• _GIVEN TEXT_:

BEGIN

Melanoma is a type of cancer that begins in the skin. It is completely curable when detected early, but can be fatal if it progresses and spreads. Melanoma is a cancer of the pigment producing cells in the skin, the melanocytes. Normal melanocytes reside in the outer layer of the skin and produce the brown pigment melanin, which is responsible for the color of our skin. Melanoma occurs when melanocytes become cancerous, grow, and invade other tissues.
Although it is not clear how all cases of melanoma develop, it is apparent that excessive sun exposure, especially severe blistering sunburns during childhood, can promote melanoma development. There is also evidence that ultraviolet radiation used in indoor tanning equipment may also predispose to melanoma. Anyone can get melanoma, but fair skinned sun sensitive people are at greater risk.
In addition to sunburns early in life, people with many moles are at greater risk to develop melanoma. Everyone has moles, usually around 30, and most are without significance. However, people with more than 50 moles have an increased risk. In addition to the number of moles, some moles are unusual and irregular looking. These moles are known as dysplastic or atypical moles. People with atypical moles may be at increased risk of developing melanoma. Melanoma does run in families. If a close relative, such as a parent or sibling has had melanoma, then other blood relatives are at increased risk for melanoma. If you have some of these risk factors, periodic routine skin examinations by your dermatologist can truly be life saving.
Almost always, melanoma begins on the surface of the skin where it is easily treated. However, if given time, it can eventually grow down in the skin, reaching the blood and lymphatic vessels and spreading in the body, causing life-threatening illness. Therefore, the goal is to detect melanoma early, when it is still on the surface of the skin. Melanoma can occur anywhere on the skin, even in places not directly exposed to sun. However, it is most common on the backs of men and the legs of women. Melanoma is usually brown or black colored, but sometimes, though rare, may be red, skin colored, or white. Melanoma may also arise from a pre-existing mole, or appear on previously normal appearing skin. Melanomas slowly get larger; therefore, growing, changing, or irregular lesions should be evaluated.

END

• _YOUR TASKS_:
1 - Decide whether each statement agrees with the text on melanoma, and for each give yes or no with the deciding words quoted from the text: (a) A typical person has around 30 moles. (b) Melanoma appears only on skin directly exposed to the sun. (c) Melanoma is most common on the legs of men.
2 - Please list every color that the text on melanoma says a melanoma can have.

• _SOURCE MATERIAL_:
BEGIN

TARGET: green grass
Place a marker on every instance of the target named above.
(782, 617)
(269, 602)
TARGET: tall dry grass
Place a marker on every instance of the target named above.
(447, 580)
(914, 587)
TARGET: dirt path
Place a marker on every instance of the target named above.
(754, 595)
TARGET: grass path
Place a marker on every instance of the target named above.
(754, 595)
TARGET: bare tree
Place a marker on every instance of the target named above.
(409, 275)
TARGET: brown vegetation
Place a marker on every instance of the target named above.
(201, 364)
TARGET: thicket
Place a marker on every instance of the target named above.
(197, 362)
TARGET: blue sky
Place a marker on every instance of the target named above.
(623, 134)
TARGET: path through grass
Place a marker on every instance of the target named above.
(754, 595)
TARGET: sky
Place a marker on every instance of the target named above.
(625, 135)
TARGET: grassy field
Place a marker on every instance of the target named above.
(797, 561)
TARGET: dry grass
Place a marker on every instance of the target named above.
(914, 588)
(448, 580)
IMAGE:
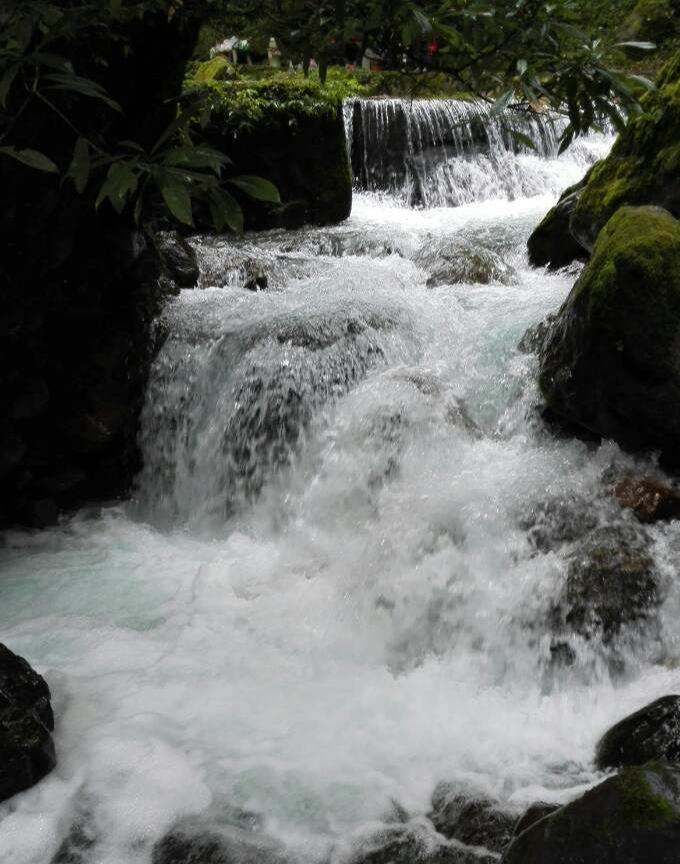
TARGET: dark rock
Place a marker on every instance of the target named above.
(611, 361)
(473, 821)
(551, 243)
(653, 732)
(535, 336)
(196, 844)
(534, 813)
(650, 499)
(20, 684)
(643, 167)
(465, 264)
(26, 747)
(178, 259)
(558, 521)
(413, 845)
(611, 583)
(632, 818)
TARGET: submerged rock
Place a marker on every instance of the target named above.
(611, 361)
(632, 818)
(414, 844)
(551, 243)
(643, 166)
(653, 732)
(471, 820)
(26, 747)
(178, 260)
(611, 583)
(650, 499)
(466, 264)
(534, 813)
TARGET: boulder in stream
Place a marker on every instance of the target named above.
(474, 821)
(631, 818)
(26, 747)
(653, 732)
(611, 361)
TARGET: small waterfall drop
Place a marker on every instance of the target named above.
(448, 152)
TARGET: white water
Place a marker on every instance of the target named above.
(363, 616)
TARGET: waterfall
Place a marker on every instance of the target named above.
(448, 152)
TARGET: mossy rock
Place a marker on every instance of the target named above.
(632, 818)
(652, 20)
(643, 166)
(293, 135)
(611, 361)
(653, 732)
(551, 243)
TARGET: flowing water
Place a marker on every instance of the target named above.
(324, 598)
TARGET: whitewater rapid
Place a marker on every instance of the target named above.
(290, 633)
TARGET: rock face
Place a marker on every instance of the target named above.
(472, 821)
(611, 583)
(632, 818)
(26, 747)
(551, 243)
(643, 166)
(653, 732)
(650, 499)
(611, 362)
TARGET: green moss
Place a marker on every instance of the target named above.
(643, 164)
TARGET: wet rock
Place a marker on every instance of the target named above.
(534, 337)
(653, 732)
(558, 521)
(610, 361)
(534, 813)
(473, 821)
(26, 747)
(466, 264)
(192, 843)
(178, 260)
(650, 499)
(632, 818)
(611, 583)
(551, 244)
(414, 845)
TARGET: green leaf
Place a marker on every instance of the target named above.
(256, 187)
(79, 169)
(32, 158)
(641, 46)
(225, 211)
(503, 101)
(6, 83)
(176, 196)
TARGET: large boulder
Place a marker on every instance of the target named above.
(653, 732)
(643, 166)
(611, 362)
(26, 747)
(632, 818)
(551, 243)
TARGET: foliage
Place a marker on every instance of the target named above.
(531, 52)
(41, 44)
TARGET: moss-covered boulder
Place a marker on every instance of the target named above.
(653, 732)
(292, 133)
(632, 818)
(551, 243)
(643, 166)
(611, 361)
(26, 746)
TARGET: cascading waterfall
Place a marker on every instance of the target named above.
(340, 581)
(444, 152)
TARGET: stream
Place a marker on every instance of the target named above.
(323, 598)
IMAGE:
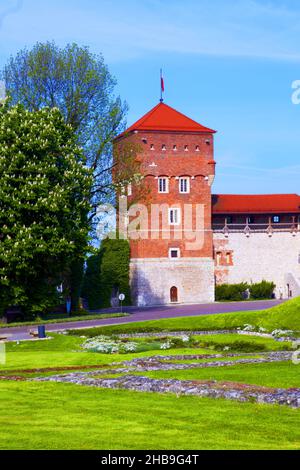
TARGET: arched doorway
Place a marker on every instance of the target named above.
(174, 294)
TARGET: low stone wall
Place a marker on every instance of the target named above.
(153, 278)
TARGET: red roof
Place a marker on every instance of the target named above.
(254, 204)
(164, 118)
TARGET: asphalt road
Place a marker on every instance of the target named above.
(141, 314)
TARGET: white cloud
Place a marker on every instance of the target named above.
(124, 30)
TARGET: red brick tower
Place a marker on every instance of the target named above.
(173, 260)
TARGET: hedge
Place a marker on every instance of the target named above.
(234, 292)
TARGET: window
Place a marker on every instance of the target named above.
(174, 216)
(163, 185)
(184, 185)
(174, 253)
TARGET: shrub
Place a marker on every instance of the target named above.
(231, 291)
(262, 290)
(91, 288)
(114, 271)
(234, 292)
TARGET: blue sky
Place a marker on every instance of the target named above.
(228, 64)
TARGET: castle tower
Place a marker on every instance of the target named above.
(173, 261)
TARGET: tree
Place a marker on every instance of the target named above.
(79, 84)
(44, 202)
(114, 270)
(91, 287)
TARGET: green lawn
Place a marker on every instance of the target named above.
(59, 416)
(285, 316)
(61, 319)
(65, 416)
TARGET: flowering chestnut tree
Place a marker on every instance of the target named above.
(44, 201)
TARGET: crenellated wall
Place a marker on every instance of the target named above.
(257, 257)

END
BEGIN

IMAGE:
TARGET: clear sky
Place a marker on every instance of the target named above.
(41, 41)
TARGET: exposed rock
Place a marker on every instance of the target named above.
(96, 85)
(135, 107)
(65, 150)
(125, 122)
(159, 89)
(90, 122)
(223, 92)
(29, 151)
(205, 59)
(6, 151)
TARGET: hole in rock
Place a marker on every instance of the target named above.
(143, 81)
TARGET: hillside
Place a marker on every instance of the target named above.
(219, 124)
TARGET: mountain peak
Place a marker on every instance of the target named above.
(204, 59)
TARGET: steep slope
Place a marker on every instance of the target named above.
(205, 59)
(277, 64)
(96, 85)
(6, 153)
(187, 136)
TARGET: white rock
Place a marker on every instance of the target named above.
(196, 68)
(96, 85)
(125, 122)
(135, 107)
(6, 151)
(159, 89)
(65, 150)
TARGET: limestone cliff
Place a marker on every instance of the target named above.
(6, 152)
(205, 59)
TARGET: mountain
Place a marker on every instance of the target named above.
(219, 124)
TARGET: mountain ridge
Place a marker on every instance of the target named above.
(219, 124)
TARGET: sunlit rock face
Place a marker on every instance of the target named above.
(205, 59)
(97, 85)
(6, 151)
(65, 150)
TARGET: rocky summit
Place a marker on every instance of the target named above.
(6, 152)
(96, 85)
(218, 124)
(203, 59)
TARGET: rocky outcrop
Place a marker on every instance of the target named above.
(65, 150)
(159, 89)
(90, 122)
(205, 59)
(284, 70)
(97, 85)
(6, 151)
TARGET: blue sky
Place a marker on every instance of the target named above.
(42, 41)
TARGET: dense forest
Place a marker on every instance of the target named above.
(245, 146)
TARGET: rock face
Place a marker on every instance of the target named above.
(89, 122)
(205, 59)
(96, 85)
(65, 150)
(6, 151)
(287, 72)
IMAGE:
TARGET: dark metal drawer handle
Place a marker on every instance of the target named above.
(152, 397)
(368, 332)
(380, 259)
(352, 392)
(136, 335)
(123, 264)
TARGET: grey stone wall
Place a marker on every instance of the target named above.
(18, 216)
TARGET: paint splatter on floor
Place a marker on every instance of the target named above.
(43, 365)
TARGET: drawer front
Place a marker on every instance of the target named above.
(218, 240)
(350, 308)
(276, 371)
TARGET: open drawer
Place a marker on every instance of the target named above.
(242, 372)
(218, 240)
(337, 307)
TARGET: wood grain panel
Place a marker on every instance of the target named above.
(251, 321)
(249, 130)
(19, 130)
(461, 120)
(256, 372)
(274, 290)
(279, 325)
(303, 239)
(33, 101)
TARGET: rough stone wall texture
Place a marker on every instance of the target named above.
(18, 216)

END
BEGIN

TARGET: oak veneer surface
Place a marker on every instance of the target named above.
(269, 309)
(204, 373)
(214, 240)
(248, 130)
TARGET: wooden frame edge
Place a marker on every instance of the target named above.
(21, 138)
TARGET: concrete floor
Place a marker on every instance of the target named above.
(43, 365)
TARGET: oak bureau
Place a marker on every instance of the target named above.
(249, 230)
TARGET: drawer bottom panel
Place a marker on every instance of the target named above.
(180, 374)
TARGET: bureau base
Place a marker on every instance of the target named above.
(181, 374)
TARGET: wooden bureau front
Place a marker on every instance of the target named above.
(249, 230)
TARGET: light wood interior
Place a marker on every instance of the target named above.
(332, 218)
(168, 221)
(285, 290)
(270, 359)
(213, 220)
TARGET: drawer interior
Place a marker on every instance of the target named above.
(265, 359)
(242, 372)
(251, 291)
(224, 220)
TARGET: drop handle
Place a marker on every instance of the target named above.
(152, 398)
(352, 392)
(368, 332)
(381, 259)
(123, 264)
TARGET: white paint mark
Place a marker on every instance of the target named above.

END

• _SOLUTIONS FOR EACH TASK_:
1 -
(a) Yes: "Everyone has moles, usually around 30"
(b) No: "Melanoma can occur anywhere on the skin, even in places not directly exposed to sun."
(c) No: "it is most common on the backs of men and the legs of women."

2 - brown, black, red, skin colored, white